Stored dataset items

▼

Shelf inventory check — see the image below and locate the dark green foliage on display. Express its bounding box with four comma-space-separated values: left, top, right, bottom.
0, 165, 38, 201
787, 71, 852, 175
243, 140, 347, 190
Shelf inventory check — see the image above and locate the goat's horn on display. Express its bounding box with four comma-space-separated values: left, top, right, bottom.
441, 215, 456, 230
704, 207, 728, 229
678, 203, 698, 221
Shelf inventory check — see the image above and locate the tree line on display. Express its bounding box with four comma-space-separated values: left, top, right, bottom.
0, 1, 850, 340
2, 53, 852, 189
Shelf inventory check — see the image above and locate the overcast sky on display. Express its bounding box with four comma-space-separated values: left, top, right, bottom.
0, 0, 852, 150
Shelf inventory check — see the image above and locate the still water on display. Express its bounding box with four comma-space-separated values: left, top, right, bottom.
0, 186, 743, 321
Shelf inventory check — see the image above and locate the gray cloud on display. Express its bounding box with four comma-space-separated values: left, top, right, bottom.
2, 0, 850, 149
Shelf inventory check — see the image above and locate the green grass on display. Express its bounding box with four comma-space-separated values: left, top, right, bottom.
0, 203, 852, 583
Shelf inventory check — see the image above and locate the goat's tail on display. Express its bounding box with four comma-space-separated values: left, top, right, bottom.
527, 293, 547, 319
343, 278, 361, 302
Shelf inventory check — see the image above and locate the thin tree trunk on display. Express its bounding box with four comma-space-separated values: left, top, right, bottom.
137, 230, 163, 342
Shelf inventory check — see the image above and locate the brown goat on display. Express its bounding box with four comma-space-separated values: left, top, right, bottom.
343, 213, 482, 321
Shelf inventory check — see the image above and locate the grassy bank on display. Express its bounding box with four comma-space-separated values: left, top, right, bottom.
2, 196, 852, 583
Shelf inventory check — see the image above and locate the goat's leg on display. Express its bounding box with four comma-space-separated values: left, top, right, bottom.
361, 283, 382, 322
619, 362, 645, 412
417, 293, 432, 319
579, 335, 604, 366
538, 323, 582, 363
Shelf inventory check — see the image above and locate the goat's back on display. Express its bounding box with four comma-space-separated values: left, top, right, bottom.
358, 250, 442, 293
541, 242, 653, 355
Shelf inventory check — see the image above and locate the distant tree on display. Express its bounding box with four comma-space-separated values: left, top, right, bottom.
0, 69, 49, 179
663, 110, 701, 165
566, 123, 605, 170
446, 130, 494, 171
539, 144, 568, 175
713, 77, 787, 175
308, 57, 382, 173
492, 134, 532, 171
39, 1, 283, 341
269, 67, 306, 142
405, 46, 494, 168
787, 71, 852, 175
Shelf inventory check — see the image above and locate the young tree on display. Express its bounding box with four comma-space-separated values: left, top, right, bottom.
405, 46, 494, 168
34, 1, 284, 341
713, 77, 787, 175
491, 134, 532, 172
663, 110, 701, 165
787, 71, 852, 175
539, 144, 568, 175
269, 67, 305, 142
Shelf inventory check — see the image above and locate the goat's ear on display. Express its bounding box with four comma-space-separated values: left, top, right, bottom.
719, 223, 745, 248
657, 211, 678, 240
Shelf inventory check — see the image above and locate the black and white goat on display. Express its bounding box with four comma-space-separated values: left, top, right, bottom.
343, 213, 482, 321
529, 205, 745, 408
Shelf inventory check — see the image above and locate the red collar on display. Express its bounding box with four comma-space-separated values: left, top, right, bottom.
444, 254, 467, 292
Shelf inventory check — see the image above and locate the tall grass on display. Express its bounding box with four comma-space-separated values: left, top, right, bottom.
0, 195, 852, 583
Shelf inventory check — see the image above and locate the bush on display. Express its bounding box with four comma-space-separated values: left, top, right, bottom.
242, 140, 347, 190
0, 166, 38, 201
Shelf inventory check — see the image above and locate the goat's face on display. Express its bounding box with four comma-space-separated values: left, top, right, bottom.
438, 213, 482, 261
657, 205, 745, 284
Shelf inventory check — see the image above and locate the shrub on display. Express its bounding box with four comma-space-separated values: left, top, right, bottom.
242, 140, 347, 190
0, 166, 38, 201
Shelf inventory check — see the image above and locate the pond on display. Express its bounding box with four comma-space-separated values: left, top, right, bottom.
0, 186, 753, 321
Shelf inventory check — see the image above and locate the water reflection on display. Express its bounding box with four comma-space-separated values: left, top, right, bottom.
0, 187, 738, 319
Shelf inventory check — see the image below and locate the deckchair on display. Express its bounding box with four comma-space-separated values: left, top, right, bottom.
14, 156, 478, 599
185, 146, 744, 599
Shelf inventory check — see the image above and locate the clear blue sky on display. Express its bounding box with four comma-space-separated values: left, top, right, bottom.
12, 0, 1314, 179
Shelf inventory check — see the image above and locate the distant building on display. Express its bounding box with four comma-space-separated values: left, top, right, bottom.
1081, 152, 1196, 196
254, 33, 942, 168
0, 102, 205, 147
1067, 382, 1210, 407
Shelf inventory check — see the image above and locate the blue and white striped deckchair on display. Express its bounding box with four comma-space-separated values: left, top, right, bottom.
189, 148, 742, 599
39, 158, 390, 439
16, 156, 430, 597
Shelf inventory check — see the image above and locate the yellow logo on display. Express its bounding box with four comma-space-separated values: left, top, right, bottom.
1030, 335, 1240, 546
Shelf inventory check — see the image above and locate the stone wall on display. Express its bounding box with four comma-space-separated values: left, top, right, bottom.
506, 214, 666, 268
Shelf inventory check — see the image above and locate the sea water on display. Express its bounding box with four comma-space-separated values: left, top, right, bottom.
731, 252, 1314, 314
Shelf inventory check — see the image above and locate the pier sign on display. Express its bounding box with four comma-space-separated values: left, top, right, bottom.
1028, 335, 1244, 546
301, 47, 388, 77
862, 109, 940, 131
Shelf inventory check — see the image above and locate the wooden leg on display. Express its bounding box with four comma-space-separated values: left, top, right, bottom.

▲

(Problem description)
List each row above that contains the string "still", copying it in full. Case counts.

(Exercise answer)
Shelf inventory check — see the image above and locate the still water on display. Express its bounding box with four comma-space-separated values: left, top, right, bottom.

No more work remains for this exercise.